THE TASK - Below are some records; quote exactly the lines from the one that contains "Target: stone mosaic wall" through the one that contains "Target: yellow flower center", inclusive, and no others.

Stored records -
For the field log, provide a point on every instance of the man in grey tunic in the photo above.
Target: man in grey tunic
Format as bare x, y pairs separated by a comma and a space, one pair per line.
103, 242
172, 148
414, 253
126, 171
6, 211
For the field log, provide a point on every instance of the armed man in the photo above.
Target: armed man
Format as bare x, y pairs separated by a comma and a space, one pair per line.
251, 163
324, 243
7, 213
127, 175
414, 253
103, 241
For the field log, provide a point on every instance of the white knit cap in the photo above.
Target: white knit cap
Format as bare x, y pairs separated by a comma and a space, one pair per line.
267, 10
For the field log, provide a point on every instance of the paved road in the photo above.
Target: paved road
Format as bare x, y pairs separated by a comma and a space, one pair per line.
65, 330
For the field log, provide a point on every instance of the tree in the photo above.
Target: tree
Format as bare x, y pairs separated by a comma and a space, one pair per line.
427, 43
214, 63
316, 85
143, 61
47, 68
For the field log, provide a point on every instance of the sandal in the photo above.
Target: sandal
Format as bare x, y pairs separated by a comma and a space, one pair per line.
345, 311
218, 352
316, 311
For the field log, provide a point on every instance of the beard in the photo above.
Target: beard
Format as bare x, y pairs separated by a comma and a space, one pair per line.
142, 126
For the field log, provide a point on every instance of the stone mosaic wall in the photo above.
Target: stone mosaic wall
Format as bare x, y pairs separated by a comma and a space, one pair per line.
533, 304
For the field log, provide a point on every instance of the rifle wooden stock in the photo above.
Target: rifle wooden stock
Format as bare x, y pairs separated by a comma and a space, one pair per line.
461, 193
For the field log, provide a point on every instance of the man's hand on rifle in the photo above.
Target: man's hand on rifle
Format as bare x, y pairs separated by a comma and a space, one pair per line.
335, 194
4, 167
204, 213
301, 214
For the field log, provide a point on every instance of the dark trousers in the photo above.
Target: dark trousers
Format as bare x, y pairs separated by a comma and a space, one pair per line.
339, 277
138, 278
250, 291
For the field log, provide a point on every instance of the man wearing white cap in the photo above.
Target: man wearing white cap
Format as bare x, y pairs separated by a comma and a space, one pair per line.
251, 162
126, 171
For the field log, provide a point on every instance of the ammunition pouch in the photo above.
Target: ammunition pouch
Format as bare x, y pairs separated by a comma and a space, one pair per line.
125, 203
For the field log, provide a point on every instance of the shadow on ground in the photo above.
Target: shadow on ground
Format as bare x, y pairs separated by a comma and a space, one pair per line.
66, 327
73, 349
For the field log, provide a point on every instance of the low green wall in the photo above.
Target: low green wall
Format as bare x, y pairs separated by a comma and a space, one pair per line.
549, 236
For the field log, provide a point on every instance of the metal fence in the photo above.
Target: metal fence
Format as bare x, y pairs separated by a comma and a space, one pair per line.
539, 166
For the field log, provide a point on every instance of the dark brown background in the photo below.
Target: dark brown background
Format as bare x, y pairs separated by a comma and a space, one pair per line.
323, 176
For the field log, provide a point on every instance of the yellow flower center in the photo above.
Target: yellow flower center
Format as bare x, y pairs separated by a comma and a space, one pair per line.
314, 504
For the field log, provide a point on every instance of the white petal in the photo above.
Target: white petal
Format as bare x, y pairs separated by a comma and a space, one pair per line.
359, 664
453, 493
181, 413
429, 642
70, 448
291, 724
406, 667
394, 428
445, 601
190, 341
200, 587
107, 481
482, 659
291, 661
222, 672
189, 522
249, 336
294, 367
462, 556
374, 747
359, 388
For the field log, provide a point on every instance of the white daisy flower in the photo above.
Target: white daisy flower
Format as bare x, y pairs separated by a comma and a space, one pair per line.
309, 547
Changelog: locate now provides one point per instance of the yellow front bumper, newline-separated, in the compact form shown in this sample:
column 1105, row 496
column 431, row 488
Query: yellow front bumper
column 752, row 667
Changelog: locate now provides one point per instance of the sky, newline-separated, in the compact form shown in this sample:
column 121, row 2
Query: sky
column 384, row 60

RESPONSE -
Target: stone mosaic wall
Format as bare x, y pairs separated by a comma and a space, one pair per line.
533, 304
For the field log, provide a point on every instance of the rifle wooden stock in the photo above.
Target: rifle wooden stock
Format as bare x, y pairs separated by a comma and a space, one pair per line.
461, 193
For the field log, provide a point on every instance of the man's hand on rifle in the photo above.
Target: man's hand on rifle
Format as bare x, y pairs separated by a comma and a space, one pair per line.
335, 194
4, 167
204, 213
301, 214
For the field log, provide a point on every instance of the dark trousers in the photo above.
Target: dark trousers
Format as bare x, y pairs separated by a comma and a space, one pair per line.
339, 277
138, 278
250, 291
For the field log, provide a point on every instance of the man wearing white cap in the photo above.
Target: man wearing white cap
Format as bare x, y pairs separated by a comma and a space, one pair per line.
251, 162
126, 171
For the field log, provide a point on every instance of the ammunition pouch in the photo above.
Target: ammunition pouch
Format as bare x, y pairs separated by a comma and a space, one pair per line.
125, 203
For the field log, provide a point on every instance of the shadow on ground in the photo above.
Target: shadow on ground
Format as bare x, y pairs separated by a comma and a space, one pair per line.
66, 327
73, 349
For the field log, provide a point on every instance of the low green wall in the photo above.
Target: low green wall
Format as bare x, y pairs separated by a comma and a space, one pair per line.
549, 236
For the field log, provide a point on every instance of the metal fence in the photo above.
Target: metal fence
Format as bare x, y pairs separated by a comma and a space, one pair per line.
539, 166
For the field log, provide a point on every instance of the dark brown background in the photo below.
Target: dark brown background
Format as bare x, y pairs separated by a comma and a space, one pair per line.
323, 176
For the field log, provide a point on every instance of the yellow flower center in the photo above.
Target: yellow flower center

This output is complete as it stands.